> [What this task involves]:
Please continue the account of MLH's bond reduction case from where it stops.

MLH was arrested on a warrant charging him with computer solicitation in violation of Section 847.0135(3), Florida Statutes (2005). The warrant set bond at $500,000.00, even though there was just a single count. MLH was arrested on the warrant where he was then residing in Albuquerque, New Mexico.
At this point, MLH’s family retained Jeffrey H. Garland to defend the matter. Garland contacted the warrants division of the St. Lucie County Sheriff’s Office (SLCSO) to assist in speeding up the process of extradition. MLH had already waived extradition, but actual transport was nowhere in sight. MLH could not file a motion to reduce his bond, until he was returned to St. Lucie County. He was ineligible for bond in New Mexico, because he was on an out-of-state warrant.
The SLCSO warrants division was very cooperative in arranging for a prompt transfer to Florida. In this regard, Garland arranged for a “private transfer” of MLH via a commercial airline. MLH tendered full payment of the fee requested by the SLCSO which would be sufficient to pay the cost of transportation for both MLH and a private transport officer, as well as the fees associated with the transport officer. This process allowed MLH to arrive at the St. Lucie County Jail on an expedited basis.
Upon his arrival at the St. Lucie County “Crossbar Hilton”, he was unable to make the $500,000.00 bond. How many people can? Garland immediately filed a motion for bond reduction, and set it for hearing. Garland pointed out that computer solicitation was, at that time, a third degree felony punishable by no more than five years in prison and a $5,000.00 fine. Garland attached a copy of the St. Lucie County bond schedule which was in regular use at that time. Under the terms of the bond schedule, the presumptive bond would have been no more than $20,000.00 for an out-of-state resident. Even though MLH was residing in New Mexico at the time the warrant was served, he had grown up in Florida and had significant and extensive family contacts in Florida.
The bond reduction motion also argued that the weight of evidence was not compelling. Garland had already secured a copy of the internet chat which SLCSO Detective Mark Colangelo said constituted the offense. The motion argued that the law enforcement investigation pointed to no facts that showed that MLH was actually planning to come to Florida for an inappropriate purpose. There were no exchanges of inappropriate images. The motion concluded that it was highly questionable whether the instant messaging constituted a crime under the computer solicitation statute.

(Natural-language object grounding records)
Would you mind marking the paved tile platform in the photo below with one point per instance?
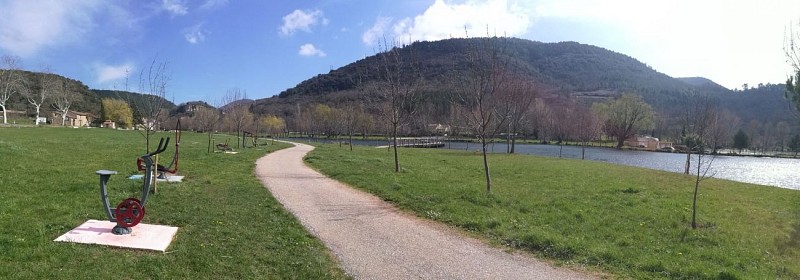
(144, 236)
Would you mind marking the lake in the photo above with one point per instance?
(778, 172)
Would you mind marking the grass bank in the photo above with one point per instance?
(230, 226)
(628, 221)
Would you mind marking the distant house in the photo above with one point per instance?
(109, 124)
(75, 119)
(647, 142)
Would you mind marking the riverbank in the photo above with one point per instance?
(229, 225)
(632, 222)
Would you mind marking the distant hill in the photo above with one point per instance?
(704, 84)
(565, 69)
(85, 100)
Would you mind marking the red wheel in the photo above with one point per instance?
(129, 212)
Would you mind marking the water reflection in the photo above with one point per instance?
(777, 172)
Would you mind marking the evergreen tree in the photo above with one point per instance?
(741, 140)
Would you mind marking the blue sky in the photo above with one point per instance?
(265, 47)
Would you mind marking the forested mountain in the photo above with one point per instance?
(565, 70)
(85, 100)
(133, 98)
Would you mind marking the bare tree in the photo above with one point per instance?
(624, 117)
(481, 91)
(63, 97)
(9, 79)
(703, 167)
(150, 108)
(38, 90)
(396, 89)
(351, 118)
(586, 128)
(520, 96)
(697, 116)
(557, 127)
(723, 126)
(237, 110)
(207, 119)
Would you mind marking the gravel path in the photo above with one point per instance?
(374, 240)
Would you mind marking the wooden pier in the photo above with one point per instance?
(417, 142)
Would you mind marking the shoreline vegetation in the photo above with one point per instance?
(609, 144)
(627, 221)
(229, 224)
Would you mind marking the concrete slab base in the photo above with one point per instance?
(144, 236)
(169, 179)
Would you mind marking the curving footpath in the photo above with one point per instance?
(374, 240)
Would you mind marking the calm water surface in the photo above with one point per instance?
(778, 172)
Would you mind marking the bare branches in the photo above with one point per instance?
(150, 109)
(397, 88)
(63, 97)
(237, 110)
(9, 80)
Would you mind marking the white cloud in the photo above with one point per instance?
(374, 33)
(302, 20)
(730, 42)
(195, 34)
(175, 7)
(26, 27)
(444, 20)
(112, 73)
(310, 50)
(213, 4)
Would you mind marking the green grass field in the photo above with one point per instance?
(630, 222)
(230, 226)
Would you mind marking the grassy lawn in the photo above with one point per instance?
(230, 226)
(631, 222)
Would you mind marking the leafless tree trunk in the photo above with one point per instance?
(396, 90)
(153, 83)
(703, 168)
(38, 91)
(520, 96)
(698, 114)
(208, 119)
(481, 92)
(9, 80)
(351, 116)
(587, 128)
(63, 98)
(237, 110)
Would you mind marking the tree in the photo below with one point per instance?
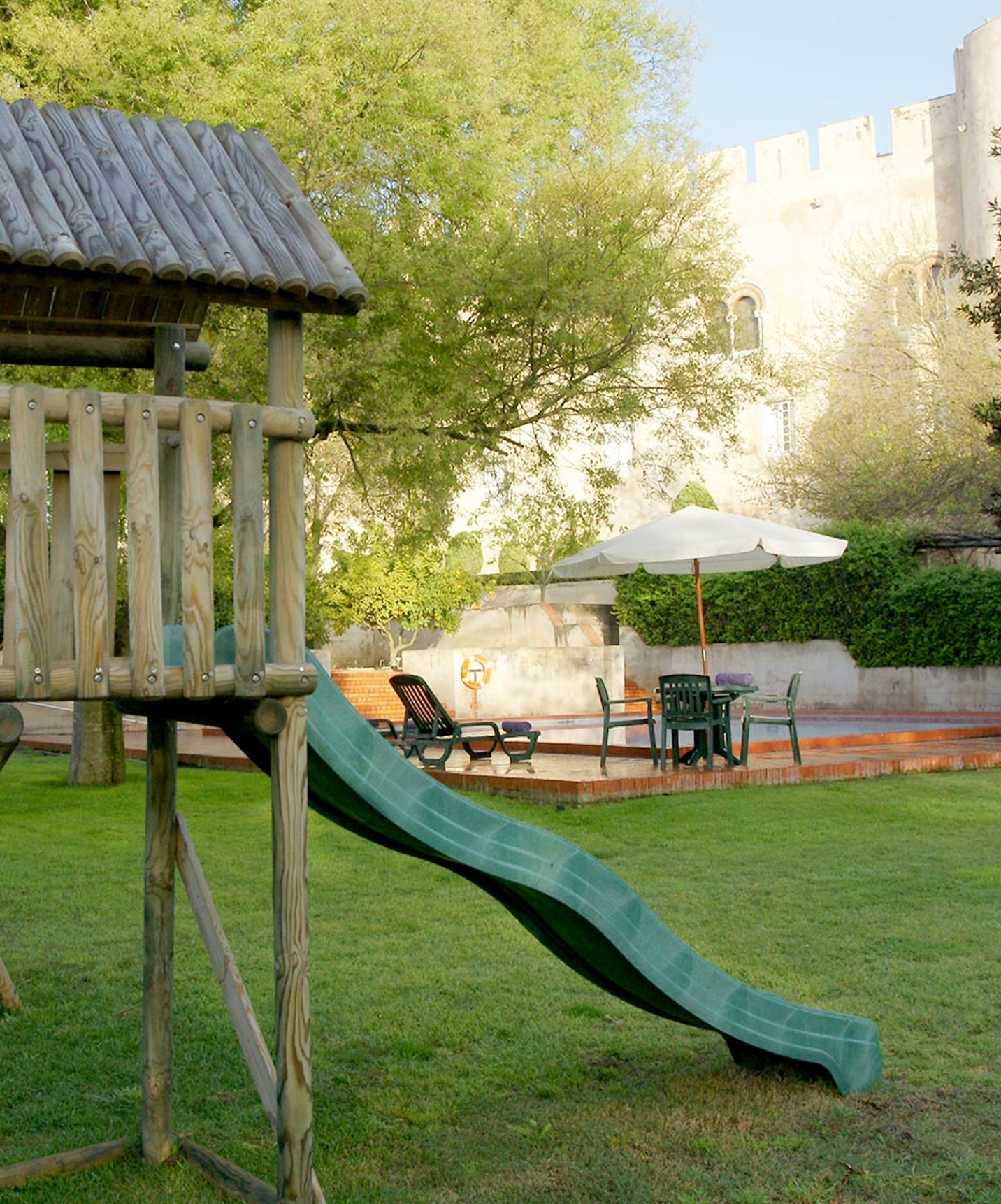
(981, 281)
(397, 590)
(898, 440)
(543, 522)
(512, 182)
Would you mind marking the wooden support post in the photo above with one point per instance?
(161, 800)
(158, 952)
(168, 382)
(289, 784)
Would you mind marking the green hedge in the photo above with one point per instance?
(877, 600)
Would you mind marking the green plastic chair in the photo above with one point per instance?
(624, 719)
(784, 719)
(687, 705)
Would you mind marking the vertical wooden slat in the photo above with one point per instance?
(288, 777)
(112, 525)
(287, 466)
(158, 940)
(248, 550)
(142, 501)
(196, 578)
(60, 583)
(28, 543)
(87, 519)
(168, 382)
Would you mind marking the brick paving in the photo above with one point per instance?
(570, 775)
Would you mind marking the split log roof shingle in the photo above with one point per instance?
(111, 225)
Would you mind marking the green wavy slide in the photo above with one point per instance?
(574, 905)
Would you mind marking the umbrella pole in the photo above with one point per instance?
(702, 615)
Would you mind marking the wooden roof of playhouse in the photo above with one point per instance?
(112, 225)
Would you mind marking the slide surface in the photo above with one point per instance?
(573, 903)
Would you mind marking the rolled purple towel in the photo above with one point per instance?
(734, 678)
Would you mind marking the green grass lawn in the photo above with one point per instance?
(457, 1061)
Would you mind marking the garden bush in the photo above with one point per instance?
(877, 600)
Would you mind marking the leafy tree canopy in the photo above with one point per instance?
(397, 590)
(540, 520)
(512, 182)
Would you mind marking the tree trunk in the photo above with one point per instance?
(98, 757)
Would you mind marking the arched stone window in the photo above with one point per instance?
(747, 328)
(735, 325)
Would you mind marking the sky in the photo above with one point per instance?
(777, 66)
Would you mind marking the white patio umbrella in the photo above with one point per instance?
(699, 541)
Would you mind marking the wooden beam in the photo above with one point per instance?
(13, 725)
(280, 423)
(158, 940)
(288, 780)
(86, 352)
(168, 381)
(56, 1165)
(252, 298)
(231, 1180)
(241, 1009)
(238, 1005)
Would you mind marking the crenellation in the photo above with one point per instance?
(782, 157)
(846, 143)
(917, 131)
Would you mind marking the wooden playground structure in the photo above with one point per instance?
(264, 247)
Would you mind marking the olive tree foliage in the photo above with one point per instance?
(897, 440)
(397, 590)
(538, 520)
(981, 283)
(512, 182)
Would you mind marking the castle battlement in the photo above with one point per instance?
(917, 130)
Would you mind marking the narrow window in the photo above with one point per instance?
(747, 328)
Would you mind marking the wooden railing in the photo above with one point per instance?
(43, 533)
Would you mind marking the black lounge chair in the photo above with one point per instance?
(429, 726)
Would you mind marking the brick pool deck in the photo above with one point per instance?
(569, 773)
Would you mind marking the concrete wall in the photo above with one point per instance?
(830, 677)
(510, 683)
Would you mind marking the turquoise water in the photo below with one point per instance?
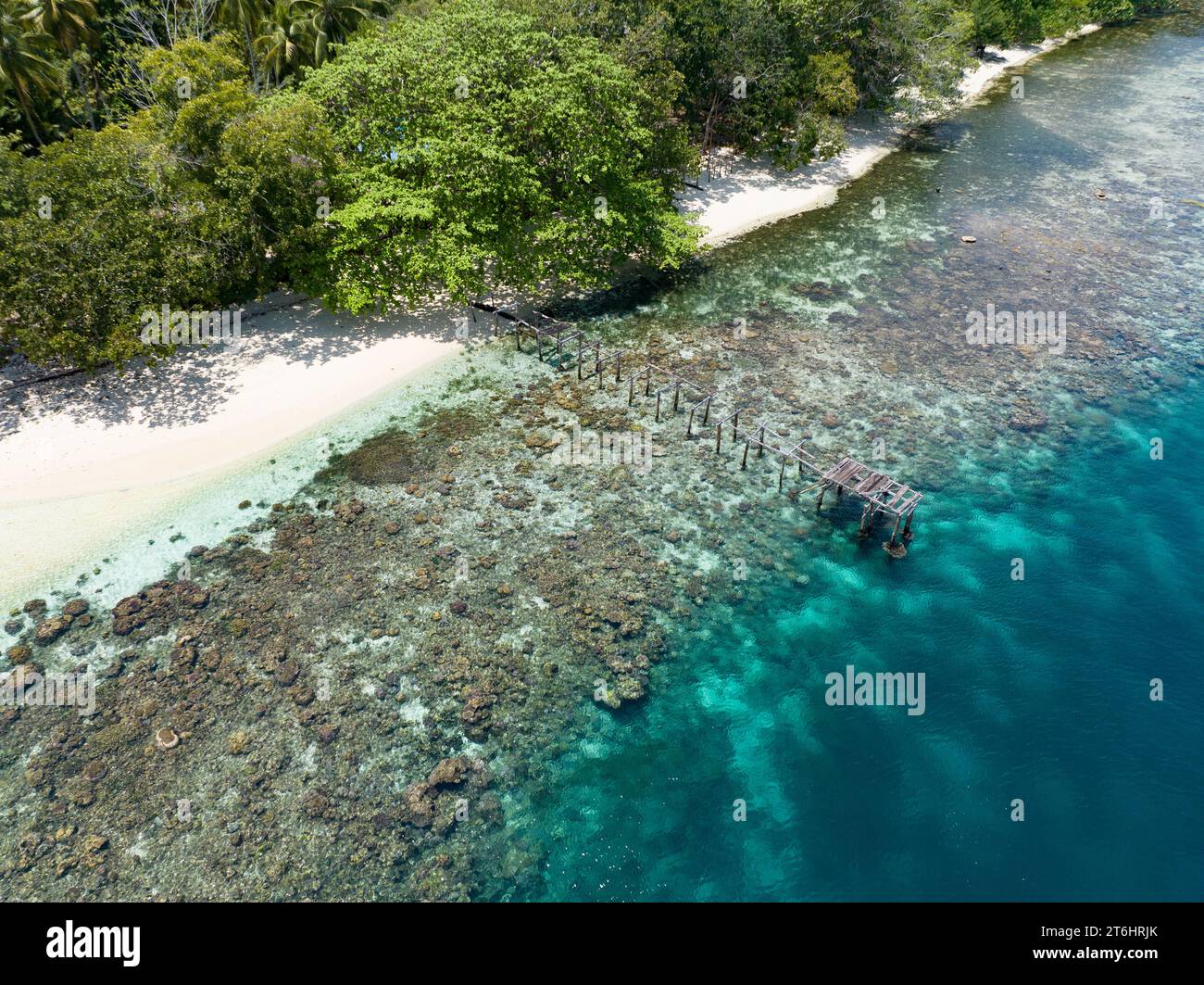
(1035, 688)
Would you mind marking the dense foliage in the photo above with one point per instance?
(194, 152)
(480, 148)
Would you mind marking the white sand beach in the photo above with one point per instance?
(751, 194)
(87, 463)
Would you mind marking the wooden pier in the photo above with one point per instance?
(880, 495)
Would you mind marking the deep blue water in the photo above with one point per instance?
(1036, 688)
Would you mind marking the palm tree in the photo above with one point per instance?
(277, 44)
(245, 16)
(27, 64)
(332, 20)
(69, 23)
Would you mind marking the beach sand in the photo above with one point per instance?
(751, 193)
(93, 465)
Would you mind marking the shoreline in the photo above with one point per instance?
(76, 453)
(753, 193)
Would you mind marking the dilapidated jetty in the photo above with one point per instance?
(880, 495)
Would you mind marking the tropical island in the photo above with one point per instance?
(372, 574)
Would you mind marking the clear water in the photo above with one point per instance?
(1036, 688)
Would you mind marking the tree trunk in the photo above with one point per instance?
(28, 112)
(251, 56)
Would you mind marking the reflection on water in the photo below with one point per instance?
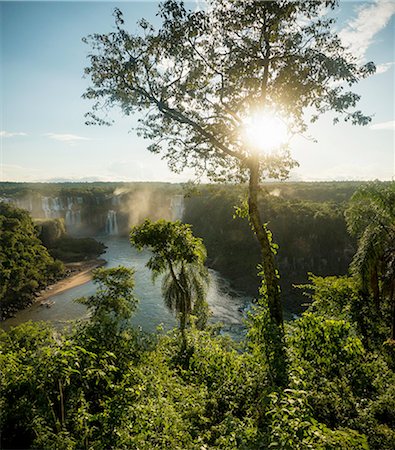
(151, 312)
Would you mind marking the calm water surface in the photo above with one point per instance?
(151, 312)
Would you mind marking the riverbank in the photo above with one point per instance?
(77, 274)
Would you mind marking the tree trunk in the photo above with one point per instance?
(374, 284)
(392, 299)
(268, 261)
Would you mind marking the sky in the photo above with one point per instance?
(43, 136)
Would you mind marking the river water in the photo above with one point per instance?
(224, 302)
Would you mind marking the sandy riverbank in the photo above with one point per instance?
(77, 274)
(80, 273)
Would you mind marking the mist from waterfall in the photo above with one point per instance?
(112, 223)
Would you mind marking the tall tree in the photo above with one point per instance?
(25, 264)
(179, 257)
(204, 73)
(371, 218)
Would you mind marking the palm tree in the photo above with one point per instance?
(371, 218)
(179, 257)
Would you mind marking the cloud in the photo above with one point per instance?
(14, 172)
(6, 134)
(68, 138)
(382, 68)
(358, 35)
(390, 125)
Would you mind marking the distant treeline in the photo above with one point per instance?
(307, 223)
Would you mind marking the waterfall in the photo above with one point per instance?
(72, 218)
(111, 223)
(177, 207)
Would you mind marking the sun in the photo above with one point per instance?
(264, 131)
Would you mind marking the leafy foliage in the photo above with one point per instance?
(180, 257)
(25, 264)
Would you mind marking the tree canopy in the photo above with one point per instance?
(25, 264)
(204, 71)
(179, 256)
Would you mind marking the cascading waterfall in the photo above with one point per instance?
(177, 207)
(111, 223)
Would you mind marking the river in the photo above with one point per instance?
(224, 302)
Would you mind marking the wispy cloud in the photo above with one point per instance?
(6, 134)
(68, 138)
(359, 34)
(382, 68)
(390, 125)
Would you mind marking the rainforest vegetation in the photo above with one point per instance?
(322, 381)
(105, 384)
(32, 256)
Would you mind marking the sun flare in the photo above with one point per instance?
(264, 131)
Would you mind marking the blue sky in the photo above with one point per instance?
(42, 130)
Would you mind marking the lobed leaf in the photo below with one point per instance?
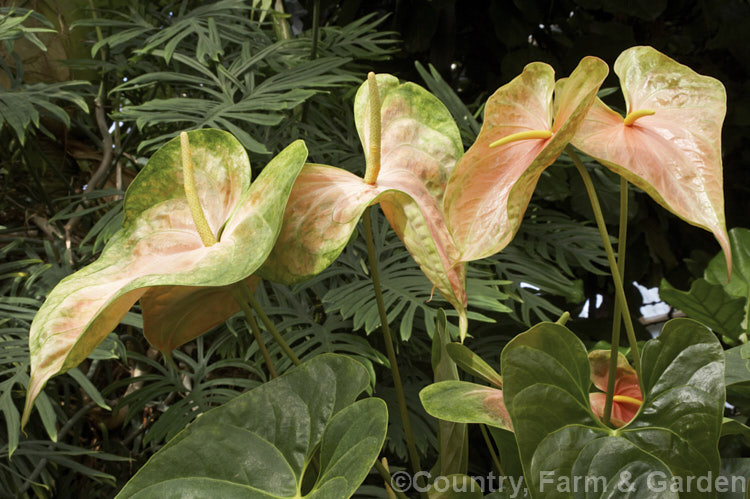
(261, 443)
(159, 245)
(676, 432)
(420, 143)
(489, 190)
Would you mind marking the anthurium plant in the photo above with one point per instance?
(199, 236)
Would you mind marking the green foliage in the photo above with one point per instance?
(709, 304)
(453, 442)
(276, 429)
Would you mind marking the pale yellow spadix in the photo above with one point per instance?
(531, 134)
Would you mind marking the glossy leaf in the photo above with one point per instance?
(709, 304)
(626, 385)
(490, 187)
(159, 247)
(546, 379)
(737, 378)
(674, 154)
(260, 444)
(464, 402)
(454, 486)
(736, 471)
(420, 144)
(453, 438)
(473, 364)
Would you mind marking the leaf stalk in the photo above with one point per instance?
(619, 288)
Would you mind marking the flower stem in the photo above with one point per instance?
(619, 289)
(194, 202)
(617, 319)
(405, 421)
(269, 325)
(385, 474)
(238, 296)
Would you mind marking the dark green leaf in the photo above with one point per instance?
(708, 303)
(546, 385)
(453, 438)
(473, 364)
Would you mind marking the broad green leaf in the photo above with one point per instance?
(739, 283)
(490, 187)
(627, 392)
(737, 377)
(708, 303)
(674, 155)
(453, 438)
(507, 450)
(464, 402)
(473, 364)
(159, 246)
(676, 432)
(260, 444)
(420, 144)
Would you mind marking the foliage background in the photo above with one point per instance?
(118, 78)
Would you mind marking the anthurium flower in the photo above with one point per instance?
(627, 398)
(669, 143)
(527, 124)
(419, 146)
(159, 256)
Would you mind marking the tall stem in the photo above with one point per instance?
(619, 289)
(238, 296)
(191, 193)
(617, 319)
(405, 421)
(491, 448)
(269, 325)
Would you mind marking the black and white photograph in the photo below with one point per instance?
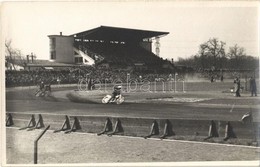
(130, 83)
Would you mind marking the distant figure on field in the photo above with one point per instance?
(252, 86)
(221, 78)
(212, 79)
(237, 87)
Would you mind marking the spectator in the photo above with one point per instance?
(237, 87)
(252, 86)
(221, 78)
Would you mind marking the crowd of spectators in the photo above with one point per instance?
(75, 75)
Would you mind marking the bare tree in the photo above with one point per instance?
(236, 55)
(213, 51)
(13, 56)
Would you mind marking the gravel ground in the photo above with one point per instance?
(88, 148)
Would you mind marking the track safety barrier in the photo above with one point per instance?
(167, 130)
(229, 133)
(65, 126)
(107, 128)
(244, 129)
(9, 120)
(154, 130)
(75, 126)
(31, 123)
(38, 125)
(118, 128)
(213, 132)
(35, 154)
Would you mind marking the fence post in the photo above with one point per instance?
(36, 144)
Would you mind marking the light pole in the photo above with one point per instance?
(127, 81)
(175, 77)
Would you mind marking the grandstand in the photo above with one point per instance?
(108, 47)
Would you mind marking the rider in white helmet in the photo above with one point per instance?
(117, 91)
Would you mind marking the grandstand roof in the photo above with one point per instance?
(116, 33)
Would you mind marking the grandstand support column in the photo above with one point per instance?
(157, 45)
(175, 81)
(127, 81)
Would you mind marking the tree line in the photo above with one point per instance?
(213, 55)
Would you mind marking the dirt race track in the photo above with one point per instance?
(213, 105)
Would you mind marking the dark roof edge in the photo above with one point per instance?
(94, 29)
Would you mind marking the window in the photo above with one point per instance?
(52, 43)
(53, 55)
(78, 60)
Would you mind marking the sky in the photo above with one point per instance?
(189, 24)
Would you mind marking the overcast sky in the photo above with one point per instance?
(28, 24)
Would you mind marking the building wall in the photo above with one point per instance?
(61, 49)
(146, 45)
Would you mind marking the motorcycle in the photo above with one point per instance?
(46, 91)
(119, 99)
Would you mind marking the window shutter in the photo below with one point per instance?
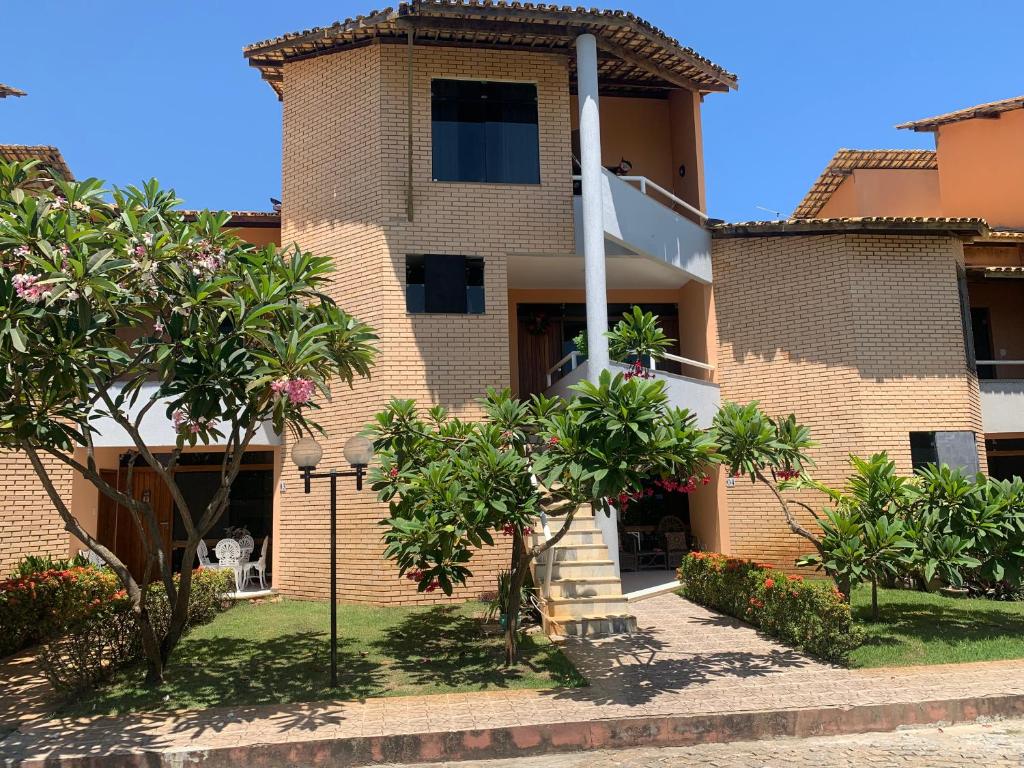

> [Result]:
In light of all of the circumstances, Circuit James McCann set bond in the amount of $100,000.00 on the condition that MLH reside at his brother’s house in Duval County, Florida. MLH agreed to the conditions and secured his release on the conditional corporate surety bond.
Thereafter, the case proceeded through the discovery process. The facts disclosed during discovery did not substantially change those facts which had been learned before and during the bond hearing. Importantly, the number of contacts between Det. Colangelo (who was posing as a minor) and MLH were relatively few. There was no exchange of inappropriate images. Such factual information as was actually exchanged was completely false. In short, the circumstances of the case seemed to establish a less severe potential, even if there were a statutory violation.
MLH, being fee on bond, was able to consult and counsel with a properly certified counselor. After an appropriate opportunity to meet with and evaluate MLH, the expert issued a psychosexual evaluation which concluded that the probability of reoffending was minimal.
In cases of this nature, it is uncommon for the subject to enter into a counseling program before sentencing. It is even rarer for a subject to participate earnestly in such a program in an honest attempt to address the relevant issues and to authorize his therapist to provide a written report made available for review by law enforcement as part of the plea negotiations in this case.
With these circumstances in mind, the prosecutor agreed to permit the defendant to plea to the charge of “attempted felony child neglect”. This charge was also a third degree felony punishable by up to five years in prison and a $5,000.00 fine. However, attempted felony child neglect did not require that MLH be designated as a sex offender with the attendant reporting requirements for the rest of his life. Adjudication of guilt was withheld at sentencing on November 9, 2005, and MLH was placed on two years of DOC probation.
After MLH was sentenced, he applied to transfer his probation to New Mexico under the Interstate Compact. See www.interstatecompact.org. On his arrival in New Mexico, MLH learned that a receiving state under the Interstate Compact has liberty to impose additional requirements. New Mexico required MLH to submit to its sex offender conditions of probation – even though sex offender probation had not been imposed at the time of sentencing.
MLH successfully completed his probationary terms and has resumed living his normal life.
State v. MLH, St. Lucie County Case No. 05-CF-904.